(GOAL A) Turn every line of the listing below, from the one containing "is the alloy" down to the one containing "top-left (608, 336), bottom-right (658, 398)", into a JSON list of strings. Include both of those lines, give each line its own string, and leave out blank lines.

(EXCERPT TO READ)
The "death of the PC" is a cliche that you hear all too often these days, and with its large exposure to the PC market, semiconductor giant Intel (NASDAQ: INTC ) has seen its revenue and profit drop on a year-on-year basis. One sign of Intel's recent struggles is the company's recent dividend announcement, when Intel kept its dividend on hold despite wide expectations of a dividend hike.
Where's my dividend hike?
You only have to look at Intel's dividend history to see why investors were expecting a bump in the quarterly dividend. Intel has a rich history of dividend increases: The tech giant increased its quarterly dividend from $0.14 per share in fourth-quarter 2009 to $0.225 per share in the third quarter of 2013, an increase of more than 60% over 11 quarters. During the past decade, the only time that Intel did not raise its dividend at least once every four quarters was during the great recession of 2008-2009 when it kept its quarterly payout on hold at $0.14 per share for seven quarters.
A dividend hold makes sense
Although many investors were expecting a dividend hike based on Intel's dividend history, Intel's decision makes sense when you look at the company's recent earnings results and the management's previous comments about its target payout ratio.
Intel's latest earnings results show that the company is facing the consequences of ignoring the trend-shift toward mobile computing for too long. In its second-quarter results, Intel reported an EPS of $0.39, down 28% year-on-year. The company's revenue came in at $12.8 billion, down 5% year-on-year. Thus, with falling revenue and profit, it would not have made sense for Intel to commit to increasing payouts to investors.
The importance of Intel's falling revenue and income to the company's dividend decision is accentuated when you look at the company's payout ratio. Intel already pays a larger proportion of its income as dividends as compared to many of its peers. In the past 12 months, Intel earned $9.5 billion in net income and paid around $4.5 billion in dividends, resulting in a payout ratio of over 48%. Over the same period, chip maker Qualcomm had a payout ratio of 29%, while tech giants Microsoft (NASDAQ: MSFT ) and Cisco Systems (NASDAQ: CSCO ) had payout ratios of 34% and 29%, respectively.
Looking at Intel's dividend payments as a percentage of the company's Free Cash Flow (FCF) also shows why the chipmaker failed to raise its dividend. Intel's CFO Stacy Smith has been on record to state that the company targets to pay around 40% of its FCF in dividends. The chart below shows Intel's dividends paid as a percentage of its FCF over the past six years.
The chart shows that for the year 2012, Intel's dividend payout as a percentage of its FCF was at a historic high of 57%, much higher than the management's stated objective of 40%. Looking at this chart in perspective of Intel's dividend history, you can see that dividend increases come only when the FCF payout is close to or below management's stated target of 40%.
Assuming that Intel's FCF for the year 2013 remains the same as that in 2012, which is a generous assumption given that analysts expect the company's revenue and net income to fall, Intel's FCF payout ratio would still remain above the 50% mark despite the company keeping its dividend on hold. This is much higher than the management's stated target and shows why the company chose not to increase its dividend.

(GOAL B) Repeat word for word the part of the article on Intel's dividend that runs from "The importance of" down to "and 29%, respectively.".

(RECORD SET)
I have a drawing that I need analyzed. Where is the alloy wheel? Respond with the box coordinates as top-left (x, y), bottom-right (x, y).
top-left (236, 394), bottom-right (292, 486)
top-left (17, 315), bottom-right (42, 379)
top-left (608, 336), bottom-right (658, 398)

...

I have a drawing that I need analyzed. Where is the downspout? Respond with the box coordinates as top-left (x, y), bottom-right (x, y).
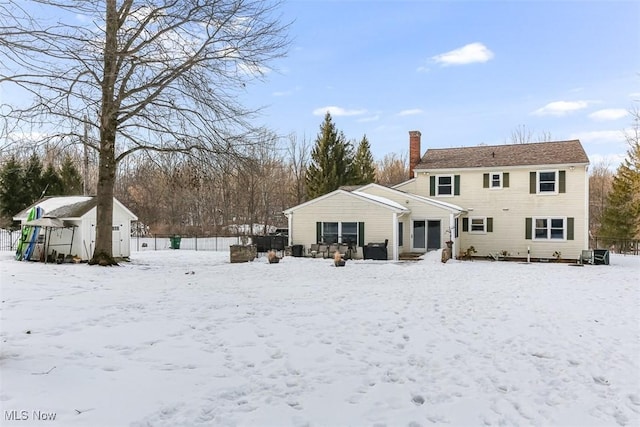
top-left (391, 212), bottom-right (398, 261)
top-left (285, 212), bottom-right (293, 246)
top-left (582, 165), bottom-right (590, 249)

(RIGHT ANSWER A)
[
  "I have a drawing that I need analyzed. Where is the alloy wheel? Respond with the box coordinates as top-left (x, y), bottom-right (x, y).",
  "top-left (236, 394), bottom-right (292, 486)",
  "top-left (17, 315), bottom-right (42, 379)",
  "top-left (608, 336), bottom-right (658, 398)"
]

(RIGHT ANSWER B)
The importance of Intel's falling revenue and income to the company's dividend decision is accentuated when you look at the company's payout ratio. Intel already pays a larger proportion of its income as dividends as compared to many of its peers. In the past 12 months, Intel earned $9.5 billion in net income and paid around $4.5 billion in dividends, resulting in a payout ratio of over 48%. Over the same period, chip maker Qualcomm had a payout ratio of 29%, while tech giants Microsoft (NASDAQ: MSFT ) and Cisco Systems (NASDAQ: CSCO ) had payout ratios of 34% and 29%, respectively.